» **提示文**:
----

同調査はGoogleサーベイ360を活用し、日本を含む世界14カ国(日本、カナダ、フランス、ドイツ、メキシコ、スペイン、英国、米国、コロンビア、トルコ、チリ、イタリア、アルゼンチン、インド)で実施した新型コロナウイルス(COVID-19)のパンデミックに関する各国・各世代の意識調査で、3月12日から21日にかけて各国約1000人、合計約1万4000人からの回答を得た(調査期間・日数は各国によって若干異なる)。
なお、4月7日には第2回の調査結果も公開された。
日本人の「コロナ不況」への不安の高さ、「完全なロックダウン」への支持の少なさが浮き彫りに。マッキャンWGの国際意識調査・第2回より
https://finders.me/articles.php?id=1834
「自国政府の対応が整っている」と回答したのは世界14カ国で約31%
まず、自国政府の対応体制が「整っている」および「とても整っている」と回答した人は、全世界で31%に留まった。「体制が整っている」と最も多くの回答者が答えたのはインド(55%)とトルコ(51%)であるのに対し、日本では18%の人しか同様の回答をしていない。本調査での「体制が整っている」という回答の中で、「とても整っている」と回答した人は、全世界全体では14%、国別に見ると、日本5%、英国6%、米国11%と低い結果となっている。

----

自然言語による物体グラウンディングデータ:

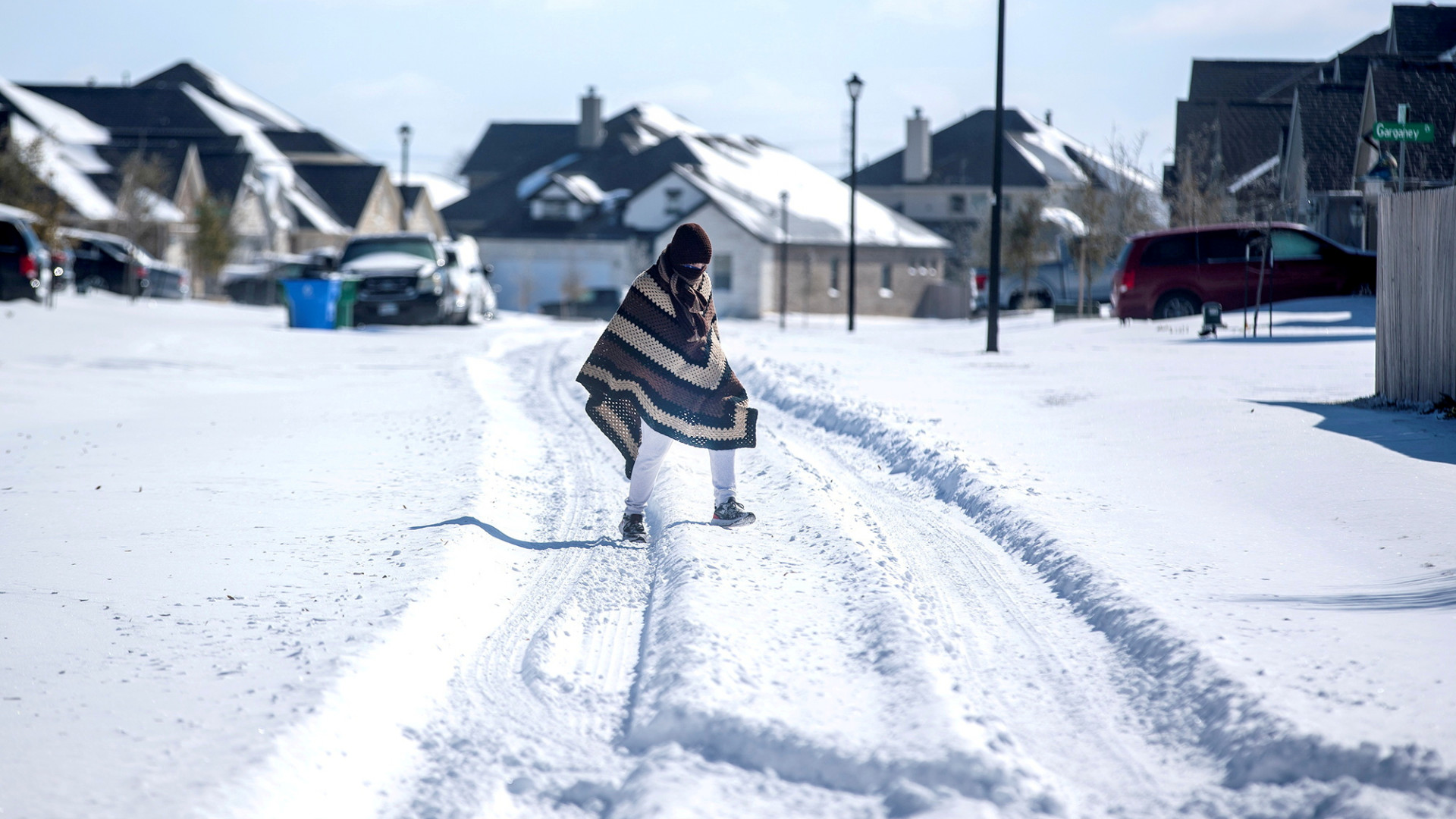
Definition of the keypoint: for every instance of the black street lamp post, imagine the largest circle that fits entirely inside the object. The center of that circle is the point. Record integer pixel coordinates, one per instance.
(998, 126)
(854, 83)
(783, 260)
(405, 131)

----

» **作業一覧**:
A - 次の(i)〜(iii)がそれぞれ提示文の内容と一致するかを「はい」か「いいえ」で判定し、決め手となる提示文の語句をそのまま引用して添えること。
(i) 調査の回答は3月12日から21日にかけて集められた。
(ii) 日本で自国政府の対応体制が「整っている」と答えた人は31%だった。
(iii) 「とても整っている」と答えた人は米国で11%だった。
B - 提示文のうち、「同調査はGoogleサーベイ」から「なお、4月7日には第2回の調査結果も公開された。」までの部分を、両端の語句も含めて一字一句違えずに書き写すこと。

» **作業ごとの回答**:
A -
(i) はい。「3月12日から21日にかけて」
(ii) いいえ。「日本では18%の人しか同様の回答をしていない」
(iii) はい。「米国11%」

B -
同調査はGoogleサーベイ360を活用し、日本を含む世界14カ国(日本、カナダ、フランス、ドイツ、メキシコ、スペイン、英国、米国、コロンビア、トルコ、チリ、イタリア、アルゼンチン、インド)で実施した新型コロナウイルス(COVID-19)のパンデミックに関する各国・各世代の意識調査で、3月12日から21日にかけて各国約1000人、合計約1万4000人からの回答を得た(調査期間・日数は各国によって若干異なる)。
なお、4月7日には第2回の調査結果も公開された。